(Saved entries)

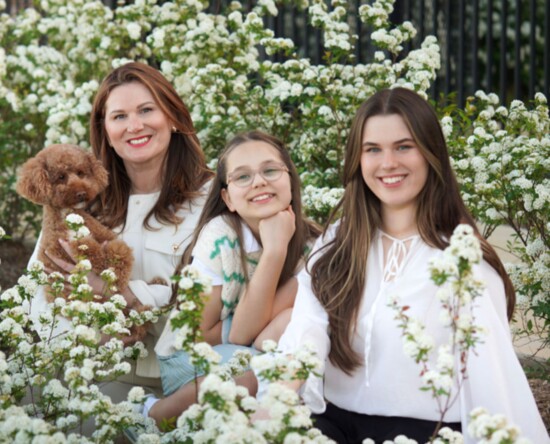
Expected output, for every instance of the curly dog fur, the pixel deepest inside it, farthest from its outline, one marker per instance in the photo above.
(64, 179)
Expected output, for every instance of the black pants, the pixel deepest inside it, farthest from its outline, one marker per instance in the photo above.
(347, 427)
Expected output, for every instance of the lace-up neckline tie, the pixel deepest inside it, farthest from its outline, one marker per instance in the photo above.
(396, 256)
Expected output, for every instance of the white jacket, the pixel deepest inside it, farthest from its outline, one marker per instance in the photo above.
(156, 255)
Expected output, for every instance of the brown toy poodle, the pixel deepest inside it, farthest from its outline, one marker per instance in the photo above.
(64, 179)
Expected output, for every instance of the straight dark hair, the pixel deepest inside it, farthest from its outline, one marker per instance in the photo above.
(338, 274)
(185, 170)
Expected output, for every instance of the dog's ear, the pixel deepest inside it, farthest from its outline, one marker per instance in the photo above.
(33, 182)
(98, 171)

## AIM OF THE EXERCISE
Your answer must be the lines from the one with "Expected output, for every instance of the lace-up" through the last line of the data, repeated exactly and with nothing else.

## RESULT OF THE TASK
Expected output, for every instance of the lace-up neckline tie, the pixel deepest inside it, farthest from its outline, one marker per instance in the photo above.
(396, 256)
Expected output, for every instance of the white jacket, the pixel deepest inside it, farthest from its outline, one marker per instance in the photo above.
(156, 255)
Expected output, for every instance of the brown toy poodle, the pixel deepest inside it, farthest from its outline, one marker per instance in the photo above.
(64, 179)
Expected output, for every instance of the straight dark hair, the pixel deepest inside it, farthest from its outline, one marker per instance in the photo above.
(338, 274)
(185, 170)
Expected output, for every instance of the dog's ear, the pixel deepest inside it, farthest from its outline, one marker per instance in the photo above.
(33, 182)
(98, 171)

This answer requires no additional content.